(Region annotation entries)
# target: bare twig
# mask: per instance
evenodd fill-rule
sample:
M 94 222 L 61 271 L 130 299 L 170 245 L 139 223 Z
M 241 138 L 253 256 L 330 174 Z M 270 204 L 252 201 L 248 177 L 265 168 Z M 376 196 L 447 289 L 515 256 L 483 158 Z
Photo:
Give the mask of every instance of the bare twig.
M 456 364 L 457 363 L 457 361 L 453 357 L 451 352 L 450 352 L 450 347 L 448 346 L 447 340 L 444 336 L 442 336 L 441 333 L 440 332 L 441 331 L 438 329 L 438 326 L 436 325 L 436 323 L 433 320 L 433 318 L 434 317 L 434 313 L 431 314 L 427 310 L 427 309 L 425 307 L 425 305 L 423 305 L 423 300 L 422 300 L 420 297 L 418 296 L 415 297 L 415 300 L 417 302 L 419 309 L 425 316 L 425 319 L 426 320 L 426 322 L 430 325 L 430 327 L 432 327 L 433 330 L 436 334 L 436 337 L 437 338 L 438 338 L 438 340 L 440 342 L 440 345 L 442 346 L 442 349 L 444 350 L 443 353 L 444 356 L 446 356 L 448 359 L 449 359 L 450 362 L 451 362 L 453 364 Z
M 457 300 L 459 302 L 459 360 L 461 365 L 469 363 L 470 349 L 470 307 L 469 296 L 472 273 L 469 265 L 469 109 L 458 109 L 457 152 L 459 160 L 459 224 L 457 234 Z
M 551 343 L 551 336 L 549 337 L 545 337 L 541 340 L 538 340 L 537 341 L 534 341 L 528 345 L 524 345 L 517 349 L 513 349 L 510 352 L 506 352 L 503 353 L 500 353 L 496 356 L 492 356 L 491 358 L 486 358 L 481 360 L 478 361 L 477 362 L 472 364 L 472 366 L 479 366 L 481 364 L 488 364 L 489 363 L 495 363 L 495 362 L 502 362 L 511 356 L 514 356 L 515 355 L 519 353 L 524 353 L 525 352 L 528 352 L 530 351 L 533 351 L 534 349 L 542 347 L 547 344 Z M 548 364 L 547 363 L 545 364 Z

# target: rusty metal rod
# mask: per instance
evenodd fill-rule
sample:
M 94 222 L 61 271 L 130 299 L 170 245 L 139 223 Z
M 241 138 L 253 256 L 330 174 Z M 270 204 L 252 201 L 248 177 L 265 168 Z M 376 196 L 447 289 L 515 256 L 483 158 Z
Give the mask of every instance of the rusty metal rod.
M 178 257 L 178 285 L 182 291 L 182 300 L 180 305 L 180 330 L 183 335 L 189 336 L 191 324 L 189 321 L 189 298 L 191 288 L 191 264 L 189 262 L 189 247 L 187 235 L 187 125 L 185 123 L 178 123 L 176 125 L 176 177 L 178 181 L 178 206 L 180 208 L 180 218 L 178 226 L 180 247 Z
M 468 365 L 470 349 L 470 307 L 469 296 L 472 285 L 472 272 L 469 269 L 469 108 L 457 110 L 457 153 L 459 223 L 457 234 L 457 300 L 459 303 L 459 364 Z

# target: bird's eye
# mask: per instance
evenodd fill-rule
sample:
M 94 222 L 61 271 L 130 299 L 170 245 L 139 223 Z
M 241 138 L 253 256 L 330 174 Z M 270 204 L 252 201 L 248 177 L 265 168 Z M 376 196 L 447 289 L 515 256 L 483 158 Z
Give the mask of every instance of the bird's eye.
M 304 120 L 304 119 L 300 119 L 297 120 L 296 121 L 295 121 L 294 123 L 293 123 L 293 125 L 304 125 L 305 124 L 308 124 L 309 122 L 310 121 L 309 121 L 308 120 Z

- _WHAT TO DO_
Reproduce the rows above line for line, with no changes.

- _ANSWER FOR THIS EXERCISE_
# target: bare twig
# mask: per instance
evenodd fill-rule
sample:
M 94 222 L 61 271 L 130 299 L 170 245 L 139 223 Z
M 241 138 L 253 256 L 330 174 Z M 270 204 L 252 201 L 248 177 L 265 168 Z M 376 196 L 447 289 L 515 256 L 483 158 Z
Photo:
Give the mask of every instance of the bare twig.
M 456 364 L 457 363 L 457 361 L 453 357 L 451 352 L 450 352 L 450 347 L 448 346 L 447 340 L 444 336 L 442 336 L 441 333 L 440 332 L 441 331 L 438 329 L 438 326 L 436 325 L 436 323 L 433 320 L 433 318 L 434 317 L 434 313 L 431 314 L 427 310 L 427 309 L 425 307 L 425 305 L 423 305 L 423 300 L 422 300 L 420 297 L 418 296 L 415 297 L 415 300 L 417 302 L 419 309 L 425 316 L 425 319 L 426 320 L 426 322 L 430 325 L 430 327 L 432 327 L 433 330 L 436 334 L 436 337 L 437 338 L 438 338 L 438 340 L 440 342 L 440 345 L 442 346 L 442 349 L 444 350 L 443 353 L 444 356 L 446 356 L 448 359 L 449 359 L 450 362 L 451 362 L 453 364 Z
M 457 300 L 459 302 L 459 360 L 461 365 L 469 363 L 470 349 L 470 307 L 469 296 L 472 273 L 469 265 L 469 109 L 458 109 L 457 152 L 459 160 L 459 224 L 457 234 Z
M 551 343 L 551 336 L 549 337 L 545 337 L 541 340 L 538 340 L 537 341 L 534 341 L 528 345 L 524 345 L 517 349 L 513 349 L 510 352 L 506 352 L 503 353 L 500 353 L 496 356 L 492 356 L 491 358 L 486 358 L 481 360 L 478 361 L 477 362 L 472 364 L 472 366 L 479 366 L 481 364 L 488 364 L 489 363 L 495 363 L 495 362 L 502 362 L 511 356 L 514 356 L 515 355 L 519 353 L 524 353 L 525 352 L 528 352 L 530 351 L 533 351 L 534 349 L 542 347 L 547 344 Z M 548 364 L 547 363 L 545 364 Z

# target: rusty metal rod
# mask: per instance
evenodd fill-rule
sample:
M 94 222 L 61 271 L 130 299 L 170 245 L 139 223 Z
M 241 138 L 253 256 L 330 174 Z M 270 204 L 252 201 L 248 177 L 265 168 Z M 376 196 L 447 289 L 515 256 L 483 158 Z
Give the mask of every instance of the rusty metal rod.
M 178 257 L 178 285 L 182 291 L 182 300 L 180 305 L 180 330 L 183 335 L 189 336 L 191 324 L 189 321 L 189 298 L 191 288 L 191 264 L 189 262 L 189 247 L 187 235 L 187 125 L 185 123 L 178 123 L 176 125 L 176 177 L 178 181 L 178 206 L 180 208 L 180 218 L 178 226 L 180 247 Z
M 468 365 L 470 349 L 470 307 L 469 296 L 472 285 L 472 272 L 469 269 L 469 108 L 457 110 L 457 153 L 459 223 L 457 234 L 457 300 L 459 303 L 459 364 Z

# target: bird's eye
# mask: per instance
evenodd fill-rule
sample:
M 94 222 L 61 271 L 130 299 L 170 245 L 139 223 Z
M 241 138 L 253 256 L 330 174 Z M 270 204 L 252 201 L 248 177 L 265 168 Z M 376 196 L 447 289 L 515 256 L 483 158 Z
Give the mask of every instance of the bird's eye.
M 304 120 L 304 119 L 300 119 L 297 120 L 296 121 L 295 121 L 294 123 L 293 123 L 293 125 L 304 125 L 305 124 L 308 124 L 309 122 L 310 121 L 309 121 L 308 120 Z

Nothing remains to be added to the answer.